**Work required**
Below are the records; count how many of their lines contain the word "shirt" and give that number only.

**Data excerpts**
····················

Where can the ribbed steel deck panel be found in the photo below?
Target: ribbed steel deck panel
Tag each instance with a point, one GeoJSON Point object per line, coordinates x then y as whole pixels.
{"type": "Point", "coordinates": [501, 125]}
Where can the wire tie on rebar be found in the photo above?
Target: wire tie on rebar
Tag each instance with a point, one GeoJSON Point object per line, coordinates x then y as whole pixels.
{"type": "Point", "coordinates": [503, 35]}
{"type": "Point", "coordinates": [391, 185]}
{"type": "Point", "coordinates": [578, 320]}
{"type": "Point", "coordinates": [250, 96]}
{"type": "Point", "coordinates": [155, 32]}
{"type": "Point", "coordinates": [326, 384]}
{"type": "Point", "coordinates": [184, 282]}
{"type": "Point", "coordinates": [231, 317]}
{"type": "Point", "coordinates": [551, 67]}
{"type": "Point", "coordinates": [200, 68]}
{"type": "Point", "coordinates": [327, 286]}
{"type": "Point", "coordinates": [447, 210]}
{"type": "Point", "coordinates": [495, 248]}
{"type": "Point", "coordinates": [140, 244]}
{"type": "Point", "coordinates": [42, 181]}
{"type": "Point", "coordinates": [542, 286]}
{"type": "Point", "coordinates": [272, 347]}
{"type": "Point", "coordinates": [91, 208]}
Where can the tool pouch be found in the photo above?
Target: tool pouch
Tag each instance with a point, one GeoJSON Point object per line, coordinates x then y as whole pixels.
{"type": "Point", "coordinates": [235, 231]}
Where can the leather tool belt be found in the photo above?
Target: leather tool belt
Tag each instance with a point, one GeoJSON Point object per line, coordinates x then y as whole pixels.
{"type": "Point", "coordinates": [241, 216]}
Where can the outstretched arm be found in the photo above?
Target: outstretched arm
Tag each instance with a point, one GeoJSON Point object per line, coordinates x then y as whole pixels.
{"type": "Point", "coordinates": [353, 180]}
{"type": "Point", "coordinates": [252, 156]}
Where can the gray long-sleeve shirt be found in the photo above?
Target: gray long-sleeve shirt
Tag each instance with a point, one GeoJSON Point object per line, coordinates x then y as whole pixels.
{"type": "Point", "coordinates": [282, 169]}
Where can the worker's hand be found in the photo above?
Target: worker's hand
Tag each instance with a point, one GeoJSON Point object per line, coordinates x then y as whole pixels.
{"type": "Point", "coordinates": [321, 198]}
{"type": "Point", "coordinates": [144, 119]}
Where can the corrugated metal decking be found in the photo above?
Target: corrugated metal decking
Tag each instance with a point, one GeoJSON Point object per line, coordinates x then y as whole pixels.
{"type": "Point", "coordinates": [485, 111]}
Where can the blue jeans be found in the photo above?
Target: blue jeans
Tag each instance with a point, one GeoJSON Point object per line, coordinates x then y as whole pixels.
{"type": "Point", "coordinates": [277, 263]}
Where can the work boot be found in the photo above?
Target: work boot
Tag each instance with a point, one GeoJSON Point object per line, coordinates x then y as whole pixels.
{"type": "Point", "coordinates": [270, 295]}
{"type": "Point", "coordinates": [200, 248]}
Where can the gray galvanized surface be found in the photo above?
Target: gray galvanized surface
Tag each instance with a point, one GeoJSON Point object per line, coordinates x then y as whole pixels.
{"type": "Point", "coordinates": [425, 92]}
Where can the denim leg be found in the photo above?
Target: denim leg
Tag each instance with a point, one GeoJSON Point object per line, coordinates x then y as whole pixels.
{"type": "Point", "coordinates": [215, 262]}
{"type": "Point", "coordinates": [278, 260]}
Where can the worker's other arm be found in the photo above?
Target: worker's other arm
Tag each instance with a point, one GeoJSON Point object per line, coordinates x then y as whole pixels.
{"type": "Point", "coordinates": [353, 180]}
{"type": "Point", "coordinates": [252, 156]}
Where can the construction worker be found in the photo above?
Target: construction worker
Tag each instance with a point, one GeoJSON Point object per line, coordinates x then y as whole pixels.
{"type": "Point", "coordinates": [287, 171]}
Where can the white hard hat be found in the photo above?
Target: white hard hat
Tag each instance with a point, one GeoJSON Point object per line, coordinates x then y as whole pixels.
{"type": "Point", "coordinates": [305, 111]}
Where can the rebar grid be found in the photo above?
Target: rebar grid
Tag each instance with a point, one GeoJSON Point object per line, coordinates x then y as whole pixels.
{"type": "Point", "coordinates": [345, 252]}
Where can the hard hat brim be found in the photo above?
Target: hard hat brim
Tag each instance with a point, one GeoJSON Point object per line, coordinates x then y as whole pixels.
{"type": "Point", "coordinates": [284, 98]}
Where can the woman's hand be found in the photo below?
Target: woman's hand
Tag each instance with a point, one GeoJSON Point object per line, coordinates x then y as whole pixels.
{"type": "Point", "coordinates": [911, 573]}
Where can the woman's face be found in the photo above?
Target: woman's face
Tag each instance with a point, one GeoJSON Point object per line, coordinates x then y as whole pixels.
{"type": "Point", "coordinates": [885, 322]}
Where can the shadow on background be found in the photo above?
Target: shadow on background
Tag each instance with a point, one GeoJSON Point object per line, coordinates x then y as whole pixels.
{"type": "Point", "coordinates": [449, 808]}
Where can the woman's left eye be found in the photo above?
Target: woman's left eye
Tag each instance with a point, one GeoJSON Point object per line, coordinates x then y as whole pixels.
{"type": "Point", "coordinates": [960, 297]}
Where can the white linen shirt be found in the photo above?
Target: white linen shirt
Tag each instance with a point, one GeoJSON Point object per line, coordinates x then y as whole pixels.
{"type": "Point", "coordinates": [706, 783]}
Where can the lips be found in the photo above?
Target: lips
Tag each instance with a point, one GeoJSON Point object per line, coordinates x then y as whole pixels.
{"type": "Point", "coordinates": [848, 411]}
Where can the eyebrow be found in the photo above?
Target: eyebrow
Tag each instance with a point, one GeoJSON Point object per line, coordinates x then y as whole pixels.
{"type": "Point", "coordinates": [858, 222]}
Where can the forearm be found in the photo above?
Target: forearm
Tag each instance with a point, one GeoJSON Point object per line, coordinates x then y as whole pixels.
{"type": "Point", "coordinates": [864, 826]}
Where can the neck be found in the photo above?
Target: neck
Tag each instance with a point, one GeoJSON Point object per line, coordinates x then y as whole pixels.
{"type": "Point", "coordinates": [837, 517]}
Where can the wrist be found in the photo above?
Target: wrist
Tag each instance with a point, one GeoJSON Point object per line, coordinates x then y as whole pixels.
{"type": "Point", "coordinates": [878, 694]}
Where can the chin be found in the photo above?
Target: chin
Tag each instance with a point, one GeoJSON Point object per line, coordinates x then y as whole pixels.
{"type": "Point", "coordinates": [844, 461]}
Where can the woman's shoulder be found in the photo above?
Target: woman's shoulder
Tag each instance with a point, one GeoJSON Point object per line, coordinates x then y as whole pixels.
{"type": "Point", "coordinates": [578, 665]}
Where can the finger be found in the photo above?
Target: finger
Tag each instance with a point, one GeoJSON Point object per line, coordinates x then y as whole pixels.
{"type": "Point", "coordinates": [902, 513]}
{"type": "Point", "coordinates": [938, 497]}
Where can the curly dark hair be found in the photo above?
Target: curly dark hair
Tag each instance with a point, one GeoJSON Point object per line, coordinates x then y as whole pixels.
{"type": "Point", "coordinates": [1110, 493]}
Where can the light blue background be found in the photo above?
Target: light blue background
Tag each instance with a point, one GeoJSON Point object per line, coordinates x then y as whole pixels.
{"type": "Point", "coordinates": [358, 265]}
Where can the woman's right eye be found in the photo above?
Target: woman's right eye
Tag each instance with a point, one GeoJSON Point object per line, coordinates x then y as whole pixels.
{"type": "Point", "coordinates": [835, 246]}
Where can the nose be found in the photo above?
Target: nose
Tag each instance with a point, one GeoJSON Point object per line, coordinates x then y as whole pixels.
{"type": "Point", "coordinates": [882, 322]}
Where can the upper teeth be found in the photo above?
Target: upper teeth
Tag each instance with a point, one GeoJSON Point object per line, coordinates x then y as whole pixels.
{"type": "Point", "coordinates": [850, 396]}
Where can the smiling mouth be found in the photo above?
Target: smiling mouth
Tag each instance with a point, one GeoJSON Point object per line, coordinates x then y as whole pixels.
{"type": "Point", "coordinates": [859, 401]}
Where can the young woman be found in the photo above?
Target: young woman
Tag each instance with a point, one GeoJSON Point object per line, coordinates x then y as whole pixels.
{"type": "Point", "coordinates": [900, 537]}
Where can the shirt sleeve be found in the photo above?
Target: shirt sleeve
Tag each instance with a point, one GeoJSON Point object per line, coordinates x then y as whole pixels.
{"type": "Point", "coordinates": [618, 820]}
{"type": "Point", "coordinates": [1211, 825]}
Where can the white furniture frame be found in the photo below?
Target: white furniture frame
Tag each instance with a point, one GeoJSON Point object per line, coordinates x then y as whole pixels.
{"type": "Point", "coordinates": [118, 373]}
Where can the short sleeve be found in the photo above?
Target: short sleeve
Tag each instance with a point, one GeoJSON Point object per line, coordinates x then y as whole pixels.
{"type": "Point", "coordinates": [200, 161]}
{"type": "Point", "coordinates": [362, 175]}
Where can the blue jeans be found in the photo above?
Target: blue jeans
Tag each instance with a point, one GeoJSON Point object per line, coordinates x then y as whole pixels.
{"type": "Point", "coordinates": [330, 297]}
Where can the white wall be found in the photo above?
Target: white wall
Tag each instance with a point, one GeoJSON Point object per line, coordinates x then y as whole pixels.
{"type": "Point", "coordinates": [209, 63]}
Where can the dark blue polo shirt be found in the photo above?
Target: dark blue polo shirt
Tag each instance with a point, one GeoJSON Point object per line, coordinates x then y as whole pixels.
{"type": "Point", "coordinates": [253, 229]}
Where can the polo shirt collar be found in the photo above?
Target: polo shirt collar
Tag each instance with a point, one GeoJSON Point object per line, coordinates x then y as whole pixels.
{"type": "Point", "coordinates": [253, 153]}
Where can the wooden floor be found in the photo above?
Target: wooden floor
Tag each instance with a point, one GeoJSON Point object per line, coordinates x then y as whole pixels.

····················

**Answer space**
10